*** Opening Input data ***
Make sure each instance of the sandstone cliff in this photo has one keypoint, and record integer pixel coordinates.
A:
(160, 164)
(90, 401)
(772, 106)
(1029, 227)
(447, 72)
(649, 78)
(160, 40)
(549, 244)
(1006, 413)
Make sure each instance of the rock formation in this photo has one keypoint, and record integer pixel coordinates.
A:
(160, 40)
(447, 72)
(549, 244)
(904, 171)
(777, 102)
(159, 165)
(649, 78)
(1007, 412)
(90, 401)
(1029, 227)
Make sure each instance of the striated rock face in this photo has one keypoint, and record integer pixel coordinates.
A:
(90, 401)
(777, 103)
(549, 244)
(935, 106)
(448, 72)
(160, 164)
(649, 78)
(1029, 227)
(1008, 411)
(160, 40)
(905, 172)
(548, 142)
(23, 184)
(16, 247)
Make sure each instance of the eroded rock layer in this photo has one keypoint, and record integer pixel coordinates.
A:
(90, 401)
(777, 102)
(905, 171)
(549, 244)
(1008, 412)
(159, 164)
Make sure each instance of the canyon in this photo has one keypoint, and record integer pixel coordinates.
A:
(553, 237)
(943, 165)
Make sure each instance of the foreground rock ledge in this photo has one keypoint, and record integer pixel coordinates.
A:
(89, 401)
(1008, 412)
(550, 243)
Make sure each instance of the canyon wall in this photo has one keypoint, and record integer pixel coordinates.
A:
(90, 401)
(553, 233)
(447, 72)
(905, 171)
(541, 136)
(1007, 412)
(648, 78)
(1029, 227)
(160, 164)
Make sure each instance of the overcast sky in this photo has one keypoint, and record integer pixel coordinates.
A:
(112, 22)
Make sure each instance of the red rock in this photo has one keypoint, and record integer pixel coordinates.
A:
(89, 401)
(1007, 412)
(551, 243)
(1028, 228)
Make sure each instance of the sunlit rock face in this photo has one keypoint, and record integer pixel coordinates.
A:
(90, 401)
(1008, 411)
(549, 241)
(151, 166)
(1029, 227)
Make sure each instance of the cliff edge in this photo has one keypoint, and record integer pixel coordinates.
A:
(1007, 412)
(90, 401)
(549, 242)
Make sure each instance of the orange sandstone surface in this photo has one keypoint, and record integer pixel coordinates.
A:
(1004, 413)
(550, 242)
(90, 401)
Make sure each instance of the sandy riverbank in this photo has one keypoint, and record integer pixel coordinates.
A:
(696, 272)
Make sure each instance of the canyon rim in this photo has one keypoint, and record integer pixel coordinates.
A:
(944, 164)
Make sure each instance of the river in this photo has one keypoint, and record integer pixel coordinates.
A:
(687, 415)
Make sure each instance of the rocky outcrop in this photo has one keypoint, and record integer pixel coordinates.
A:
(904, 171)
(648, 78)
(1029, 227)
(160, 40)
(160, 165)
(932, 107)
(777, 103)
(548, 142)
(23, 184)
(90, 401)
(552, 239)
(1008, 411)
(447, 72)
*** Closing Input data ***
*** Opening Input data ***
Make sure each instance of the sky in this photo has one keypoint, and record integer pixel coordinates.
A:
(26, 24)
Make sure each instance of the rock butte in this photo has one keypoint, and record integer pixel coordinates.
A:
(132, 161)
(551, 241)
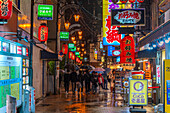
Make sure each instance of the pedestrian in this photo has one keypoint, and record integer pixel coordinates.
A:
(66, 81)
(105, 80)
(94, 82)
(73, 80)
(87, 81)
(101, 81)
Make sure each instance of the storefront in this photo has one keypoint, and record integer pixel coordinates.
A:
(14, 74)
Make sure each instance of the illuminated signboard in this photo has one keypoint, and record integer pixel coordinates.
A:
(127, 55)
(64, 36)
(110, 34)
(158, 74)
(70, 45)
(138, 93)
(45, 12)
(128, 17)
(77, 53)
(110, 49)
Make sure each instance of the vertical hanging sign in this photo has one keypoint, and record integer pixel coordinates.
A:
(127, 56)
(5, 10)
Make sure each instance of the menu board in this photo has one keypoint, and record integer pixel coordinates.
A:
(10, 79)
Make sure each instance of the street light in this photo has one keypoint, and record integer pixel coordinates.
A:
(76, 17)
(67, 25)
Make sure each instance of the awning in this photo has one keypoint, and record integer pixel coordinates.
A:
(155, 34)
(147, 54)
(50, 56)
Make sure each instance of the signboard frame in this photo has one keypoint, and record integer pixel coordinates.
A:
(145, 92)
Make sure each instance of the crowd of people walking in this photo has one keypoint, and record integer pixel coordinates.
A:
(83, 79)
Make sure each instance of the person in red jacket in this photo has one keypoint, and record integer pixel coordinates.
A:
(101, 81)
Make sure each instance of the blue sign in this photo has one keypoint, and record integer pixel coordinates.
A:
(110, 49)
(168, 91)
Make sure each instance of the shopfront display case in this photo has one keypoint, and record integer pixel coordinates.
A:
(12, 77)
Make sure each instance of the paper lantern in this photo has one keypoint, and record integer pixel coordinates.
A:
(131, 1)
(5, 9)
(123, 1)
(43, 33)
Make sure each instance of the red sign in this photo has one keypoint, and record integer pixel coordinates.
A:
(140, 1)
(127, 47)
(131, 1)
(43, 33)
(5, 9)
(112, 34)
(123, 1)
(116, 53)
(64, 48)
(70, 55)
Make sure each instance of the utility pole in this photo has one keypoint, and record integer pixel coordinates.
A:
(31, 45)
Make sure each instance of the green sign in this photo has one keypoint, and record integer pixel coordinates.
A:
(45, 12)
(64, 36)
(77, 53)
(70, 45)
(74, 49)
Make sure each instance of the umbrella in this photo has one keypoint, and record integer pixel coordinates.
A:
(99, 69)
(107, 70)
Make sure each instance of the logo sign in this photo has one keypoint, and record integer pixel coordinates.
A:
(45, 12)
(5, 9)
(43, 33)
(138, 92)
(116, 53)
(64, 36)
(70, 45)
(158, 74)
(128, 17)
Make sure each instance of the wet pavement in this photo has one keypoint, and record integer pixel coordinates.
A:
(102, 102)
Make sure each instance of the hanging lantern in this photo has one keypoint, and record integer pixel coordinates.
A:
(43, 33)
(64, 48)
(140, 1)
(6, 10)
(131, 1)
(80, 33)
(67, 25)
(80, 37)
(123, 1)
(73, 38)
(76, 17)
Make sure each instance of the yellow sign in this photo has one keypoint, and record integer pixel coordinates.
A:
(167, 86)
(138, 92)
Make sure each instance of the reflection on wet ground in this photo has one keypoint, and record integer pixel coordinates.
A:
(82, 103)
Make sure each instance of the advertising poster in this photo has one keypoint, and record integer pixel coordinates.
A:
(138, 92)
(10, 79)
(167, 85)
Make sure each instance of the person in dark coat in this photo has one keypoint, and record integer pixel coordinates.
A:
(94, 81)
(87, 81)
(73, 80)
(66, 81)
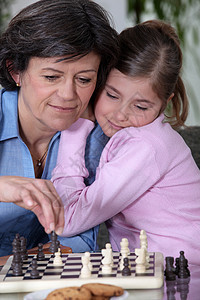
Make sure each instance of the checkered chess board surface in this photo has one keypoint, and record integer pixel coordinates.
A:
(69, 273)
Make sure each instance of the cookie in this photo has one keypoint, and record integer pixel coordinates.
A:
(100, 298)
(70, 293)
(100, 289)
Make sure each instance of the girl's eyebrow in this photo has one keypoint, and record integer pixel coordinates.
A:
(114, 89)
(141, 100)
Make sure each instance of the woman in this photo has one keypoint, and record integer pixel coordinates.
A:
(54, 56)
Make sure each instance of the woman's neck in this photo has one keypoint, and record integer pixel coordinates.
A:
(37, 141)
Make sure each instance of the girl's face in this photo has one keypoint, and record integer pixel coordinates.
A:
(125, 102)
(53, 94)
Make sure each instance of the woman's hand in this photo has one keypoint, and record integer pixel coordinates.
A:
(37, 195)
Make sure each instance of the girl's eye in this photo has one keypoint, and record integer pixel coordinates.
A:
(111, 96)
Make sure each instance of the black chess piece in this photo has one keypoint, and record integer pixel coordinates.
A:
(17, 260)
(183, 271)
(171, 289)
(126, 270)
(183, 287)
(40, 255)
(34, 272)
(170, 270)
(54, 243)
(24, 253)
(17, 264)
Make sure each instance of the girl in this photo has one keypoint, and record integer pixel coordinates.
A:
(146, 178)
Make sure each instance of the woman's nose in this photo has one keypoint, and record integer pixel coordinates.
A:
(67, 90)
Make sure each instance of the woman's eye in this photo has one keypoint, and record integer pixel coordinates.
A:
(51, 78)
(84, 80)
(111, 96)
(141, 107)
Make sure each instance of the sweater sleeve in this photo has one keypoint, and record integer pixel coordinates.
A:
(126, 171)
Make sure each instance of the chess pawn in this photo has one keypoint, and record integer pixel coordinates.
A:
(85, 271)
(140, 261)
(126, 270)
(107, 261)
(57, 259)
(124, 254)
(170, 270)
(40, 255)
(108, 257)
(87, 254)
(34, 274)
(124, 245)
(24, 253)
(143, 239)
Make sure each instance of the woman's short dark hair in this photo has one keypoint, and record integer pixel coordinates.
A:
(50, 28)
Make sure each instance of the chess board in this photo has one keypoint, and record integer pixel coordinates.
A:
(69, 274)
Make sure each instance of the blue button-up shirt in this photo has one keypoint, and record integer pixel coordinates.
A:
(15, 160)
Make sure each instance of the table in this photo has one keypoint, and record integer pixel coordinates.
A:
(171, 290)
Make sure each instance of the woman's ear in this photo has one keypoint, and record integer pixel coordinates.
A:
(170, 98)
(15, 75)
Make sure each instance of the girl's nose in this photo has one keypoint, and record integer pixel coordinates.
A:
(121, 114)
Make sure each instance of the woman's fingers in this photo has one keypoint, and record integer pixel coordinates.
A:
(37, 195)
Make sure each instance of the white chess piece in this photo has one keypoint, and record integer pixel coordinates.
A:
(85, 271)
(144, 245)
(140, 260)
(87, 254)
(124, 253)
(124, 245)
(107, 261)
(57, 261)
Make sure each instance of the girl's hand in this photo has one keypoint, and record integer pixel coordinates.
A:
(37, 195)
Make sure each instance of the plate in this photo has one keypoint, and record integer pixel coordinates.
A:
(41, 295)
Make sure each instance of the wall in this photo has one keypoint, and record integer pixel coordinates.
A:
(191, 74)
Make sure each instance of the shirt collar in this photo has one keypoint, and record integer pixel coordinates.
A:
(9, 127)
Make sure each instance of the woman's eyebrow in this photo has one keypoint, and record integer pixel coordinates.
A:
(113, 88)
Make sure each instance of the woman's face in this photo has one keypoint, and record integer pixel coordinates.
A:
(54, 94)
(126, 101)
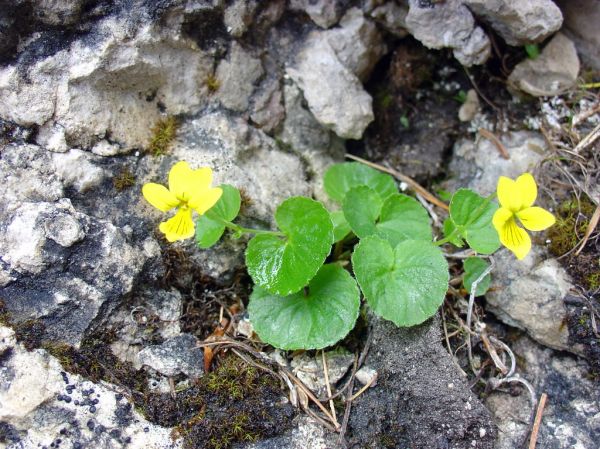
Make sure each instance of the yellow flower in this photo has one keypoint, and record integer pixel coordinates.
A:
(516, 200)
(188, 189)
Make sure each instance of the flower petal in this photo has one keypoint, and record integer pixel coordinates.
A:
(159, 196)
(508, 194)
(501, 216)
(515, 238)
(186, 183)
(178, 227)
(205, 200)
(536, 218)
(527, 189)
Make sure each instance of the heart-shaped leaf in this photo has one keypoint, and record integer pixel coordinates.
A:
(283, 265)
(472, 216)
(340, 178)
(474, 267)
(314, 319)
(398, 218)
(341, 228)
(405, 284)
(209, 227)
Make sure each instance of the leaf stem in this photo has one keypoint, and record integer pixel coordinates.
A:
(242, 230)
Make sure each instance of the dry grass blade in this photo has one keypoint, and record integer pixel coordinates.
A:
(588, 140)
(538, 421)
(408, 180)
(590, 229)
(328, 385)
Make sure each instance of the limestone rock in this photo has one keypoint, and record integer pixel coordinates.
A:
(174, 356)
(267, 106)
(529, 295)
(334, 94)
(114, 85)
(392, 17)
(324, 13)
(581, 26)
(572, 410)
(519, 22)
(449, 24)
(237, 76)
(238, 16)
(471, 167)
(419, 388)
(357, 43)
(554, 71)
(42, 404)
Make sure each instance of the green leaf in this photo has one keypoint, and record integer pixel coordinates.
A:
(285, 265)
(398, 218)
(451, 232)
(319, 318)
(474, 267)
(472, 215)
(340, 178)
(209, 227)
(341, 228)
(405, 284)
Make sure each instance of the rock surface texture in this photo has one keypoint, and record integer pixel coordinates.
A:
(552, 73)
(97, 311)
*** Closing Input data ***
*** Opening Input data ***
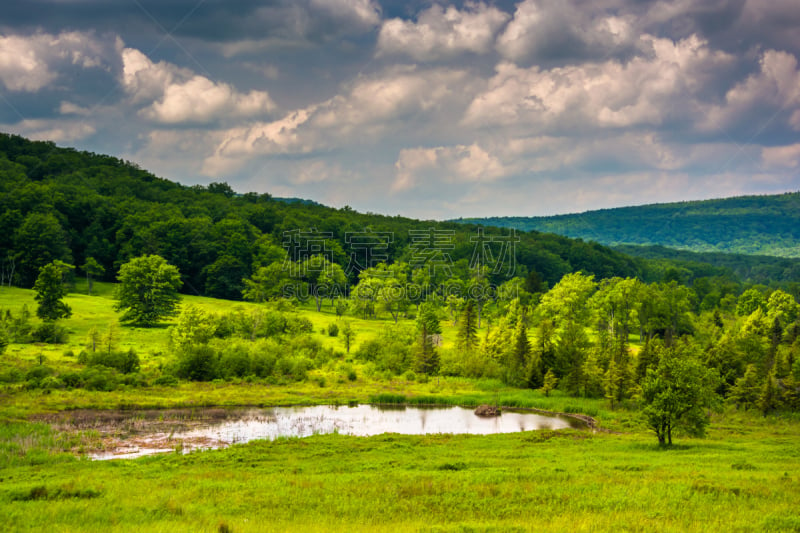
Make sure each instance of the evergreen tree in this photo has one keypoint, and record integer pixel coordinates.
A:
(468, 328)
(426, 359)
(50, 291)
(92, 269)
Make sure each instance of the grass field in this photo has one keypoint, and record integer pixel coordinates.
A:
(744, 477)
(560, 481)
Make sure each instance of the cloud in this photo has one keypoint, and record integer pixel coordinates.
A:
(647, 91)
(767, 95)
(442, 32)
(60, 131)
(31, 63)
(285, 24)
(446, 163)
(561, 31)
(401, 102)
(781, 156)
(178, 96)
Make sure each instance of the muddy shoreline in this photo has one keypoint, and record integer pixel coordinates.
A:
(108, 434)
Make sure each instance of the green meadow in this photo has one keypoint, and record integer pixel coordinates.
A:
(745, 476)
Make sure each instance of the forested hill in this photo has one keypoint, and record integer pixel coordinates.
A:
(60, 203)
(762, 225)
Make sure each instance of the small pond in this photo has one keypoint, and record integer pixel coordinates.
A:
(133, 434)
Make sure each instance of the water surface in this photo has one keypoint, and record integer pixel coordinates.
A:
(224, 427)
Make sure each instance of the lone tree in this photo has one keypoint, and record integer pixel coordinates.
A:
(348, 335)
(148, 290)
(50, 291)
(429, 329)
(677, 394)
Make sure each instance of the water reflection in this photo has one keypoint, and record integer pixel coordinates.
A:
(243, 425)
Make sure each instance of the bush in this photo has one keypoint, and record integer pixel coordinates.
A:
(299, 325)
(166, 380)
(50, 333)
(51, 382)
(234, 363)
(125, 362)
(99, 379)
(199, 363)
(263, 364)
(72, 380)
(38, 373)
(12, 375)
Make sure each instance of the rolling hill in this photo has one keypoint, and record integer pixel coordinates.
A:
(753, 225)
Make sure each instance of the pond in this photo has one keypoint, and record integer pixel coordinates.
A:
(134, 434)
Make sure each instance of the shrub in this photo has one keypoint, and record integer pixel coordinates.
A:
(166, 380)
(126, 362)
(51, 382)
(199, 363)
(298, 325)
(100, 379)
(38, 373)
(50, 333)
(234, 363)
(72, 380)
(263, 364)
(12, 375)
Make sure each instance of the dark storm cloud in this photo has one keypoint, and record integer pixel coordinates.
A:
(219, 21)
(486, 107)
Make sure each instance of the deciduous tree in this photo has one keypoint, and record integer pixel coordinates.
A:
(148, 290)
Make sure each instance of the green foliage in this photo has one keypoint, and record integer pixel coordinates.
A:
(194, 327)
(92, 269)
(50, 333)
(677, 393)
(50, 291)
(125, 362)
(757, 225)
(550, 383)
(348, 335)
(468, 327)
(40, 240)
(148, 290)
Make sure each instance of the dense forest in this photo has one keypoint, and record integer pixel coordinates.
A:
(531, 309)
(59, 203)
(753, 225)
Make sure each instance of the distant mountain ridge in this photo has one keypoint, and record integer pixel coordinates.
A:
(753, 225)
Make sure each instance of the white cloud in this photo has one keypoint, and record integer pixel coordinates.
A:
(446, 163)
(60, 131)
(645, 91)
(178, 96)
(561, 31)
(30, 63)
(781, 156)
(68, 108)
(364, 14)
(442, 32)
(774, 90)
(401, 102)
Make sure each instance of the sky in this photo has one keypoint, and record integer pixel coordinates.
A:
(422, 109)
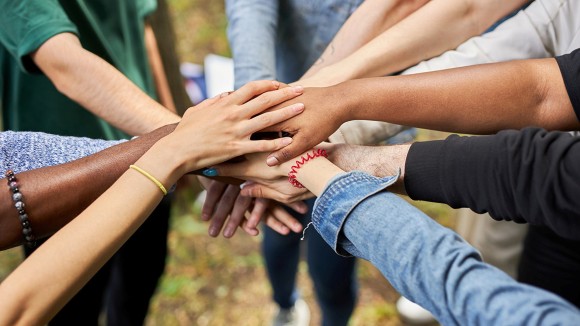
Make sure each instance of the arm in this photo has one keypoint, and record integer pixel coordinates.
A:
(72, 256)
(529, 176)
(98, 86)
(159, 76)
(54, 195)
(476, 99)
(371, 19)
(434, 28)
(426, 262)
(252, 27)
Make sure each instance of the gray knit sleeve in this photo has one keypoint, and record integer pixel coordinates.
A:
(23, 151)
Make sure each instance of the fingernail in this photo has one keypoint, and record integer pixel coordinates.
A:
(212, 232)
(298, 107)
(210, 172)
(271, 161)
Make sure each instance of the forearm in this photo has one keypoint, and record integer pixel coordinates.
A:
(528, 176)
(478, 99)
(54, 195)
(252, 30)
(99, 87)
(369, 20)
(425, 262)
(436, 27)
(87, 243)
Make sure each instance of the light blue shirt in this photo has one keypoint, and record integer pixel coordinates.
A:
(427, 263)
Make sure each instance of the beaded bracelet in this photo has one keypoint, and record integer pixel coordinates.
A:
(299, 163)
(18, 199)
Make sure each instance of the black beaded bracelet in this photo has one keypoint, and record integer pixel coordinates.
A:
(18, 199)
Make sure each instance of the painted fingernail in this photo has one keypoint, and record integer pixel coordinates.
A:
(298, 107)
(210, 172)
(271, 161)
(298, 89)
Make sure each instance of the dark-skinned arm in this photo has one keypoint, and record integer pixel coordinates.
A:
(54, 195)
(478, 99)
*** Closing Input data ***
→ **Work order**:
Scan the records for the word "hand". Copy each line where it turns up.

→ **Response to the task**:
Make sure each instance of the woman's hand in this photo has one keypoint, and record integer pixel coordinates.
Make sure each instance of the girl's hand in this photo has one keypoint, and record integer pixel coordinates.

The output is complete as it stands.